┌──

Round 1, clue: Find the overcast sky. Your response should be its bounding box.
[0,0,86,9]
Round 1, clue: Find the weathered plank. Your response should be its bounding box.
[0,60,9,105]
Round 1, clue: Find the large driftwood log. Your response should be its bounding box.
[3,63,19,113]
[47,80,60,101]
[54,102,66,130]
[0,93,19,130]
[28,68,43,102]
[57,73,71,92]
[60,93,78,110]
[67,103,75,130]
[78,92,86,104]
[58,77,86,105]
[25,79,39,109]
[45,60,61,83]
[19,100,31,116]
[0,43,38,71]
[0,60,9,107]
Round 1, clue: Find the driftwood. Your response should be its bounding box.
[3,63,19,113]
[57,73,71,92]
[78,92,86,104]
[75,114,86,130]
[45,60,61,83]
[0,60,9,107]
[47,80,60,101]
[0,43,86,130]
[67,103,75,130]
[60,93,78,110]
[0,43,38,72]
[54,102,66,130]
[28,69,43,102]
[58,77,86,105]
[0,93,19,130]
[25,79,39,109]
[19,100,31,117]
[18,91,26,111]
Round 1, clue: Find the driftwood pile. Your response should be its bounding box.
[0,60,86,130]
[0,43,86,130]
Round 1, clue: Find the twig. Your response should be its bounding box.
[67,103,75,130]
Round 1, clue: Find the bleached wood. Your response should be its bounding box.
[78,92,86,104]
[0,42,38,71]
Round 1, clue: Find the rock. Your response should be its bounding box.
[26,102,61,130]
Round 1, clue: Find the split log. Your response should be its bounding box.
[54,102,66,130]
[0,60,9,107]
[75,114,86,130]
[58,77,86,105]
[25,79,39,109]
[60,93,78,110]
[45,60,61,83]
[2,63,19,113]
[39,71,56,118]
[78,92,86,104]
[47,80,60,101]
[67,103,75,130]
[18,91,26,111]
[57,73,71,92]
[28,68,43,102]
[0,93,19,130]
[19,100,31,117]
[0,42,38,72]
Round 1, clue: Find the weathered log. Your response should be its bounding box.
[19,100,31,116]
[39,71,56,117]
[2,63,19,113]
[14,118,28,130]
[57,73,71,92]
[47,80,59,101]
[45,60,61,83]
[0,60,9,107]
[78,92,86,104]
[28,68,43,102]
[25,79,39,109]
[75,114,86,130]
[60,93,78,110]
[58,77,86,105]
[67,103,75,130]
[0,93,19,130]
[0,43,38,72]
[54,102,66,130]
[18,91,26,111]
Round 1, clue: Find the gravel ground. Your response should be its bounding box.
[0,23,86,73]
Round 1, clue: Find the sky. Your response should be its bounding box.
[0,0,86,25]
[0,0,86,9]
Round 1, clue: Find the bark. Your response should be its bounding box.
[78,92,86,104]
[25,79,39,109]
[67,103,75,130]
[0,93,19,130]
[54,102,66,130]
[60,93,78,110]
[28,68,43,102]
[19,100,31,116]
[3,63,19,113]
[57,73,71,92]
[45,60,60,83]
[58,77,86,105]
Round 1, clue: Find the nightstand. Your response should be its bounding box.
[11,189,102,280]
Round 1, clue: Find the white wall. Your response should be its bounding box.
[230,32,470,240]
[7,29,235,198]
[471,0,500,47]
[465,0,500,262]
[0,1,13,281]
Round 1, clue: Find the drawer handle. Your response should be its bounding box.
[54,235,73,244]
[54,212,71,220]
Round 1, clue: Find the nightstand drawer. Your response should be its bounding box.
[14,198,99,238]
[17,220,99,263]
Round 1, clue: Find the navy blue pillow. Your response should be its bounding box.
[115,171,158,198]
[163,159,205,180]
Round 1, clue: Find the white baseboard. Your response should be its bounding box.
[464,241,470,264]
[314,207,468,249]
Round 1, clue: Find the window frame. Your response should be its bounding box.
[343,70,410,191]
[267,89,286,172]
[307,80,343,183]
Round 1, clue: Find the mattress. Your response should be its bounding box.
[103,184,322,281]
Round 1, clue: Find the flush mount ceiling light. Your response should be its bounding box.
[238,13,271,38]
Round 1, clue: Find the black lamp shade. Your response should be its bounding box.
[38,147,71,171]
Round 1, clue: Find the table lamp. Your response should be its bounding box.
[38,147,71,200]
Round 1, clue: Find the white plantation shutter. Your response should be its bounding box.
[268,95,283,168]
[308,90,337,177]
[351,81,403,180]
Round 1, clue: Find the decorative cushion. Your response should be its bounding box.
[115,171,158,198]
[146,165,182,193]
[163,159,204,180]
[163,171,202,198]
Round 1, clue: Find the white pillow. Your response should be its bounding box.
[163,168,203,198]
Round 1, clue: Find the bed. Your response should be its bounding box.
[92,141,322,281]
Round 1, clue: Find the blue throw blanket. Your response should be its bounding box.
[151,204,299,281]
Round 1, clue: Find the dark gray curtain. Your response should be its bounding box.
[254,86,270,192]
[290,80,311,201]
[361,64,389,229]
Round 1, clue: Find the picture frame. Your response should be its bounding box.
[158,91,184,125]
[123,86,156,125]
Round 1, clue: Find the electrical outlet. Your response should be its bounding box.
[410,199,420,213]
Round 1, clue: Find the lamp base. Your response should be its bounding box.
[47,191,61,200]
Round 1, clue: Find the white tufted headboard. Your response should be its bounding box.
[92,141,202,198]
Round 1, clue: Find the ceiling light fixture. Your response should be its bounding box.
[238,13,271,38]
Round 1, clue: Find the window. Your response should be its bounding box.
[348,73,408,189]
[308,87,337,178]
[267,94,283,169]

└──
┌──

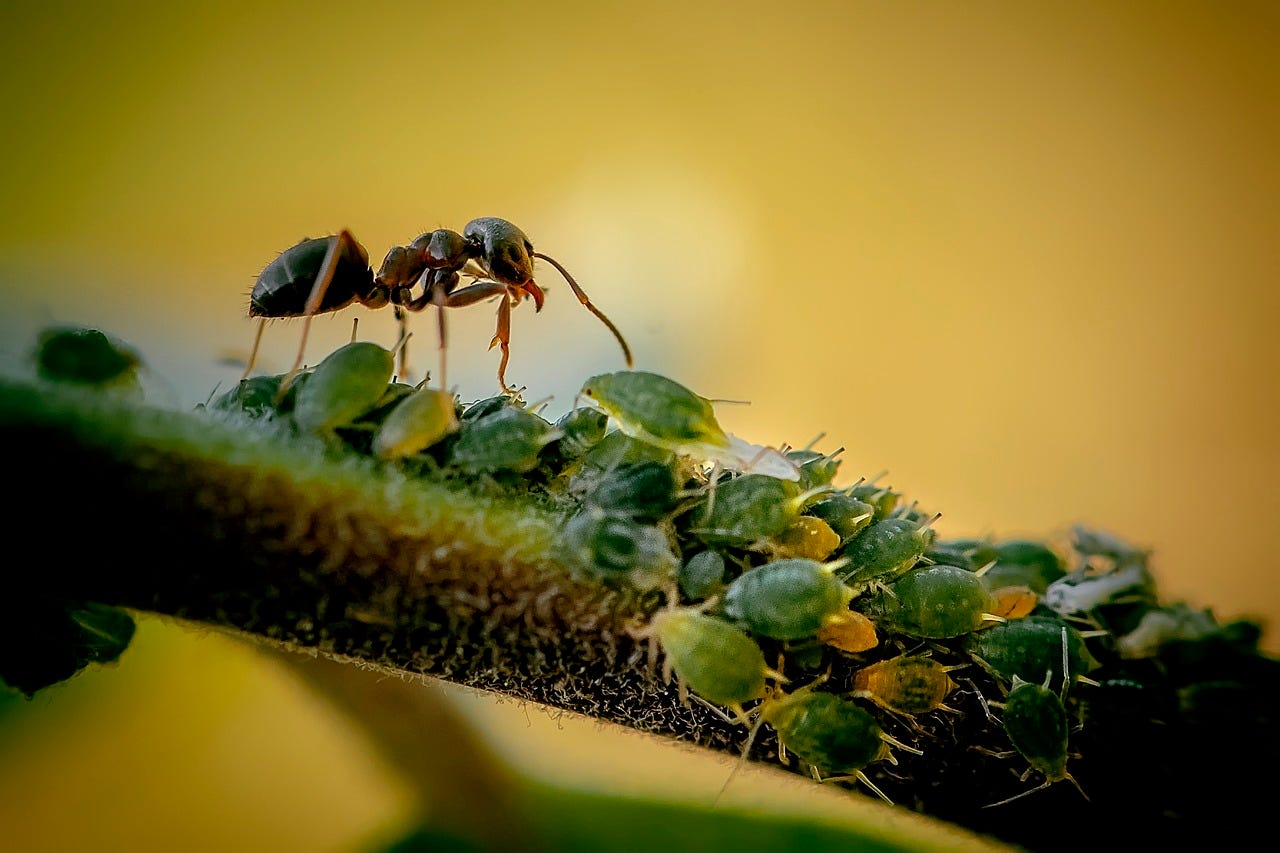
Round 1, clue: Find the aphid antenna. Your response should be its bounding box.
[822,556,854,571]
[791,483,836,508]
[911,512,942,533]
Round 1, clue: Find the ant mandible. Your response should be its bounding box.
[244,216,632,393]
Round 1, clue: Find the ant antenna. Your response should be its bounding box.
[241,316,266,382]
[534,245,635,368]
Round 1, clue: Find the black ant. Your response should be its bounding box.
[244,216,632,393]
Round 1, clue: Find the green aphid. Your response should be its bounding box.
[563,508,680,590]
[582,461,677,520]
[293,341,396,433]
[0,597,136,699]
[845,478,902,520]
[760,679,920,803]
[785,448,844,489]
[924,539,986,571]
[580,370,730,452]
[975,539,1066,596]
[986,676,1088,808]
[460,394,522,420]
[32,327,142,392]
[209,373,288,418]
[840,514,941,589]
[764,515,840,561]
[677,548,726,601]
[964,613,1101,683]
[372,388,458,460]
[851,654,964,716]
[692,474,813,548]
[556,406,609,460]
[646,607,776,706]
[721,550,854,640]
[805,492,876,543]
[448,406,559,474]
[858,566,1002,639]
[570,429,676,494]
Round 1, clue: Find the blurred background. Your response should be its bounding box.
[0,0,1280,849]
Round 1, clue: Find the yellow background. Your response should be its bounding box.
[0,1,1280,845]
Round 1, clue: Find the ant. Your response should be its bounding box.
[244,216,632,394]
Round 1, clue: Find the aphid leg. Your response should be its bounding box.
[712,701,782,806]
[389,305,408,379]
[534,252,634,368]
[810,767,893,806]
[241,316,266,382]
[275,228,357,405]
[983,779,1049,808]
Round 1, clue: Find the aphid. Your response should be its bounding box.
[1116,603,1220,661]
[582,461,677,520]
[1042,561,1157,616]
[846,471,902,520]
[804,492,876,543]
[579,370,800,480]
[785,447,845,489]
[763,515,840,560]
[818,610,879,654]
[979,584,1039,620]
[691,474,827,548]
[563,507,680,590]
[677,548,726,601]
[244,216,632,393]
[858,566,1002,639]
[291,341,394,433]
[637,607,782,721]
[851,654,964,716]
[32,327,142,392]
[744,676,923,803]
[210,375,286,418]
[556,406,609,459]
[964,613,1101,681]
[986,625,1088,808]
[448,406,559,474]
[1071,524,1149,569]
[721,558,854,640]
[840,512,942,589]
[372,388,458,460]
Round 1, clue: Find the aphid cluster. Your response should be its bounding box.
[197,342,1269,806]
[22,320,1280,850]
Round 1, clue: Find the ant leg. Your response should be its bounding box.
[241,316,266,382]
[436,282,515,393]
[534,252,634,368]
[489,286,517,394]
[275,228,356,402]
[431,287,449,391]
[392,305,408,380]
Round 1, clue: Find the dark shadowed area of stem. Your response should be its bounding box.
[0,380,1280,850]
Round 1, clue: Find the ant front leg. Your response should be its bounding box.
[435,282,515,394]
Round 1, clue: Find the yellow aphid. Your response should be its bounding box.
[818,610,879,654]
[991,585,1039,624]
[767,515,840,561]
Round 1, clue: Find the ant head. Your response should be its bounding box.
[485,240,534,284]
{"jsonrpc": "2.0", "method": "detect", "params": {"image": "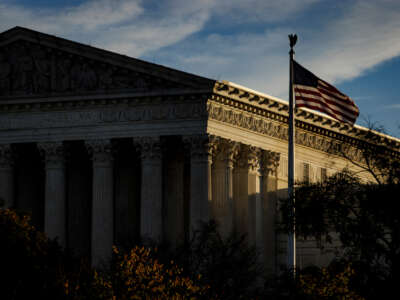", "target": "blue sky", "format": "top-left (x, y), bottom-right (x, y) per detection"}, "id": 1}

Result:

└──

__DESCRIPTION OF THE TASK__
Repeat verbatim the stretch of rows from the one containing "Round 1, clue: Find the drawer" through the one containing "[314,207,468,249]", including both ends.

__EXPECTED ANSWER__
Round 1, clue: Find the drawer handle. Your response should be its bounding box.
[54,235,73,244]
[54,212,71,220]
Round 1, clue: Find the nightstand drawer. Your response should be its bounding box.
[14,198,99,238]
[17,220,99,263]
Round 1, clue: Find the navy blue pillow. Your response should be its bounding box.
[115,171,158,198]
[163,159,205,180]
Round 1, clue: Find the white baseboard. Your response should be its bounding box.
[464,241,470,264]
[314,207,468,249]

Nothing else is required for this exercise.